_What the task asks_
Repeat the entire listing exactly.

_Records shown_
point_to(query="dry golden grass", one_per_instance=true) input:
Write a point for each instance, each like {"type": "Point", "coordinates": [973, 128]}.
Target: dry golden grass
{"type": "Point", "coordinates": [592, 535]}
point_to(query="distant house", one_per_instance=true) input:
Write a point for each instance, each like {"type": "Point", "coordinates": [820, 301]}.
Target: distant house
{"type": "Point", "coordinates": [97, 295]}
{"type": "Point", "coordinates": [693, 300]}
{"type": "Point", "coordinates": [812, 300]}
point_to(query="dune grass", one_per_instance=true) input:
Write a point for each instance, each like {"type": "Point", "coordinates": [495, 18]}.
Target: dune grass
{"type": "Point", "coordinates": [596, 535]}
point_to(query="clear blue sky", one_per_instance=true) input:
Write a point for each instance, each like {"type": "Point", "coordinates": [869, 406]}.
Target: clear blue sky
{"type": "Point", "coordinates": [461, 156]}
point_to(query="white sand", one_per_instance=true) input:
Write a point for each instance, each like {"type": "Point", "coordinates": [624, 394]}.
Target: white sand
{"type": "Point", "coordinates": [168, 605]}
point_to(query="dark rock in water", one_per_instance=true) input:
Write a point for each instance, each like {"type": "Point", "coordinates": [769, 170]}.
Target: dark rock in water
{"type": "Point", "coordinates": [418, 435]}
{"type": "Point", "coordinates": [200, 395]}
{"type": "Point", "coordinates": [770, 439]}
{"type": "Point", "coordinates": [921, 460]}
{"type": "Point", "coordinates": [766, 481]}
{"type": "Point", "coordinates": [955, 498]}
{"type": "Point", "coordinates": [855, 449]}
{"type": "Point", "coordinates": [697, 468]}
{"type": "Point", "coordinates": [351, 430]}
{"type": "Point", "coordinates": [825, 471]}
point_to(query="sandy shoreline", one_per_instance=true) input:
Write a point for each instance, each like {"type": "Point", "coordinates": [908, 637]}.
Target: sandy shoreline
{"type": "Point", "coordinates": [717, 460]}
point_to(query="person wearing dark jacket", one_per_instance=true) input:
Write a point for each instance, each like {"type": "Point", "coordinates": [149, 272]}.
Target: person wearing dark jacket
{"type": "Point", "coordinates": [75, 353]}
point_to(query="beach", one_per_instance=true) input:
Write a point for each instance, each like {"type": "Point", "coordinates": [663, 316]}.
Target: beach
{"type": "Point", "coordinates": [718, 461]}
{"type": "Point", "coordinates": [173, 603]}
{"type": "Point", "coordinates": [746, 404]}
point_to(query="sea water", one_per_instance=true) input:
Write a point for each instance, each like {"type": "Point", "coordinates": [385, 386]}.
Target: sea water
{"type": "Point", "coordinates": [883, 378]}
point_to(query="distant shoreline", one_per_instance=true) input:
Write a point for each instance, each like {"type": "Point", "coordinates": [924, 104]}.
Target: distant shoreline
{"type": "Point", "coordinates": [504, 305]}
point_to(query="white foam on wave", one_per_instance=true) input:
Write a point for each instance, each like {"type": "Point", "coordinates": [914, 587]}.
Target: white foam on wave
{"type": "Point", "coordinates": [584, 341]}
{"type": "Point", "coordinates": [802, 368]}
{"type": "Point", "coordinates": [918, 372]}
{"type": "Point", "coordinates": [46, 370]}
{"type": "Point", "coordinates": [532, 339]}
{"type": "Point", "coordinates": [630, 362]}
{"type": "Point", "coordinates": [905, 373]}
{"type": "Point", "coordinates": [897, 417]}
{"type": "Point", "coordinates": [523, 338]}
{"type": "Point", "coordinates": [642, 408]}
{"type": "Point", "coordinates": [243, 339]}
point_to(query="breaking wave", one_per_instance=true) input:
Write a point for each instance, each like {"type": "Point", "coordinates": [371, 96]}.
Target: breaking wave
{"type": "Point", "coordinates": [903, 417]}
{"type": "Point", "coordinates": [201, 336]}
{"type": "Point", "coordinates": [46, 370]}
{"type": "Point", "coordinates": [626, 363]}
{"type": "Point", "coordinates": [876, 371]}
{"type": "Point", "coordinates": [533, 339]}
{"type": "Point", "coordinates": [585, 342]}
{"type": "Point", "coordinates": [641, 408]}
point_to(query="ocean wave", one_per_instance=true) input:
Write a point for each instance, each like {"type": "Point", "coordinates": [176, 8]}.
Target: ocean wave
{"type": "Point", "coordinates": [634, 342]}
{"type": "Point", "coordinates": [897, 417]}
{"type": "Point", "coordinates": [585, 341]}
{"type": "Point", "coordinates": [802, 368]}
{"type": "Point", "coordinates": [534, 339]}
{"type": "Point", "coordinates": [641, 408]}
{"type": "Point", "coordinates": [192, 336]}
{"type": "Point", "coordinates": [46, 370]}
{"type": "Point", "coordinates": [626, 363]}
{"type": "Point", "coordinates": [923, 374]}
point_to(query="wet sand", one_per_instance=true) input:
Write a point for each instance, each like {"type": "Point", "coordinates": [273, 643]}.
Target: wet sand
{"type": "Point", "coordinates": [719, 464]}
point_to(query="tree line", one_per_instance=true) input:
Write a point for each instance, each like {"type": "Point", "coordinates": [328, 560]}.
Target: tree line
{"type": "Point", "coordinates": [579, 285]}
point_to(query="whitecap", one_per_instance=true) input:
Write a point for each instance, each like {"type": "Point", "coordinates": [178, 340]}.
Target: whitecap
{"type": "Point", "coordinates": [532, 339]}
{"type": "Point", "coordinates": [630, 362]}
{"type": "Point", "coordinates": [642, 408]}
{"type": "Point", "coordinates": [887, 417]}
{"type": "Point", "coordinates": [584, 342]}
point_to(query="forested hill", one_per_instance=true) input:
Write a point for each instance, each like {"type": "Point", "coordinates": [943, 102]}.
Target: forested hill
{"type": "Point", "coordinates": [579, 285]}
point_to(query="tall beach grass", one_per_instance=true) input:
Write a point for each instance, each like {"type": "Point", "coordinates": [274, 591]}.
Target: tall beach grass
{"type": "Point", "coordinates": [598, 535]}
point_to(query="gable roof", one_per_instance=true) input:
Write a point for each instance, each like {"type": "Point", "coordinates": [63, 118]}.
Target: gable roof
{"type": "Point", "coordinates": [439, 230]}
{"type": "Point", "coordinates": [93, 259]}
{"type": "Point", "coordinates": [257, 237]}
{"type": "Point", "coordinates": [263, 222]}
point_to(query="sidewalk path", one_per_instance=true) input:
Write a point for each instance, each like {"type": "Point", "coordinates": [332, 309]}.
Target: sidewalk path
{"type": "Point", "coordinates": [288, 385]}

_Task response_
point_to(query="dry golden grass", one_per_instance=true) input:
Write a point for each instance, each like {"type": "Point", "coordinates": [973, 128]}.
Target: dry golden grass
{"type": "Point", "coordinates": [592, 535]}
point_to(query="distant house", one_per_instance=true) input:
Write a point for each instance, each like {"type": "Point", "coordinates": [820, 301]}.
Target: distant house
{"type": "Point", "coordinates": [97, 295]}
{"type": "Point", "coordinates": [693, 300]}
{"type": "Point", "coordinates": [812, 300]}
point_to(query="dune grass", one_per_instance=true) input:
Write a point for each instance, each like {"type": "Point", "coordinates": [495, 18]}.
Target: dune grass
{"type": "Point", "coordinates": [596, 535]}
point_to(query="clear blue sky", one_per_instance=true) input:
Write a point for each instance, each like {"type": "Point", "coordinates": [869, 406]}.
Target: clear blue sky
{"type": "Point", "coordinates": [461, 156]}
point_to(query="white sand", one_per_instance=true) input:
Write a point for each instance, each like {"type": "Point", "coordinates": [624, 394]}.
Target: white sand
{"type": "Point", "coordinates": [168, 605]}
point_to(query="dark rock in water", one_per_instance=true) input:
Write a point for each instance, each like {"type": "Point", "coordinates": [769, 170]}.
Target: dark rock in water
{"type": "Point", "coordinates": [418, 435]}
{"type": "Point", "coordinates": [200, 395]}
{"type": "Point", "coordinates": [770, 439]}
{"type": "Point", "coordinates": [921, 460]}
{"type": "Point", "coordinates": [766, 481]}
{"type": "Point", "coordinates": [955, 498]}
{"type": "Point", "coordinates": [855, 449]}
{"type": "Point", "coordinates": [697, 468]}
{"type": "Point", "coordinates": [351, 430]}
{"type": "Point", "coordinates": [825, 471]}
point_to(query="sandy shoreline", one_per_instance=true) input:
Write a point for each instance, each like {"type": "Point", "coordinates": [908, 637]}.
Target: sandy shoreline
{"type": "Point", "coordinates": [717, 460]}
point_to(query="person wearing dark jacket", one_per_instance=true) input:
Write a point for each instance, each like {"type": "Point", "coordinates": [149, 272]}.
Target: person wearing dark jacket
{"type": "Point", "coordinates": [75, 353]}
point_to(query="beach", one_per_instance=true) input:
Write a point for each instance, each like {"type": "Point", "coordinates": [663, 316]}.
Target: beach
{"type": "Point", "coordinates": [718, 461]}
{"type": "Point", "coordinates": [173, 603]}
{"type": "Point", "coordinates": [746, 404]}
point_to(query="sea water", one_per_instance=true) input:
Write a point for each instance, each like {"type": "Point", "coordinates": [385, 386]}.
Target: sea water
{"type": "Point", "coordinates": [883, 378]}
point_to(query="distant shoreline", one_per_instance=true) input:
Write a point for each instance, each like {"type": "Point", "coordinates": [924, 104]}.
Target: distant shoreline
{"type": "Point", "coordinates": [504, 305]}
point_to(query="white foam on wave", one_per_instance=true) input:
Write a point for each instance, each like {"type": "Point", "coordinates": [914, 587]}.
Target: white foam on wave
{"type": "Point", "coordinates": [584, 341]}
{"type": "Point", "coordinates": [802, 368]}
{"type": "Point", "coordinates": [918, 372]}
{"type": "Point", "coordinates": [46, 370]}
{"type": "Point", "coordinates": [532, 339]}
{"type": "Point", "coordinates": [630, 362]}
{"type": "Point", "coordinates": [905, 373]}
{"type": "Point", "coordinates": [897, 417]}
{"type": "Point", "coordinates": [523, 338]}
{"type": "Point", "coordinates": [642, 408]}
{"type": "Point", "coordinates": [243, 339]}
point_to(query="breaking wave", one_per_instance=true) input:
Write a point for each instance, each like {"type": "Point", "coordinates": [371, 96]}.
Target: breaking wave
{"type": "Point", "coordinates": [903, 417]}
{"type": "Point", "coordinates": [201, 336]}
{"type": "Point", "coordinates": [46, 370]}
{"type": "Point", "coordinates": [626, 363]}
{"type": "Point", "coordinates": [876, 371]}
{"type": "Point", "coordinates": [533, 339]}
{"type": "Point", "coordinates": [585, 342]}
{"type": "Point", "coordinates": [641, 408]}
point_to(query="ocean wave", one_per_instance=true) input:
Write a point for each instance, each like {"type": "Point", "coordinates": [176, 8]}.
Target: ocean wave
{"type": "Point", "coordinates": [634, 342]}
{"type": "Point", "coordinates": [897, 417]}
{"type": "Point", "coordinates": [585, 341]}
{"type": "Point", "coordinates": [802, 368]}
{"type": "Point", "coordinates": [534, 339]}
{"type": "Point", "coordinates": [641, 408]}
{"type": "Point", "coordinates": [192, 336]}
{"type": "Point", "coordinates": [46, 370]}
{"type": "Point", "coordinates": [626, 363]}
{"type": "Point", "coordinates": [923, 374]}
point_to(query="wet sand", one_per_instance=true) input:
Write a point for each instance, each like {"type": "Point", "coordinates": [273, 643]}.
Target: wet sand
{"type": "Point", "coordinates": [719, 464]}
point_to(query="tree line", one_per_instance=true) input:
Write a point for each instance, each like {"type": "Point", "coordinates": [328, 560]}.
Target: tree line
{"type": "Point", "coordinates": [579, 285]}
point_to(query="whitecap", one_per_instance=true) input:
Write a point for each instance, each like {"type": "Point", "coordinates": [178, 340]}.
Target: whitecap
{"type": "Point", "coordinates": [532, 339]}
{"type": "Point", "coordinates": [630, 362]}
{"type": "Point", "coordinates": [642, 408]}
{"type": "Point", "coordinates": [887, 417]}
{"type": "Point", "coordinates": [584, 342]}
point_to(query="forested hill", one_per_instance=true) input:
Write a point for each instance, each like {"type": "Point", "coordinates": [943, 102]}.
Target: forested hill
{"type": "Point", "coordinates": [579, 285]}
point_to(query="tall beach grass", one_per_instance=true) input:
Write a point for each instance, each like {"type": "Point", "coordinates": [274, 591]}.
Target: tall beach grass
{"type": "Point", "coordinates": [598, 535]}
point_to(query="gable roof", one_per_instance=true) input:
Write a point for each instance, each like {"type": "Point", "coordinates": [63, 118]}.
Target: gable roof
{"type": "Point", "coordinates": [439, 230]}
{"type": "Point", "coordinates": [93, 259]}
{"type": "Point", "coordinates": [257, 237]}
{"type": "Point", "coordinates": [263, 222]}
point_to(query="sidewalk path", one_per_instance=true) input:
Write a point for each instance, each like {"type": "Point", "coordinates": [332, 309]}.
Target: sidewalk path
{"type": "Point", "coordinates": [288, 385]}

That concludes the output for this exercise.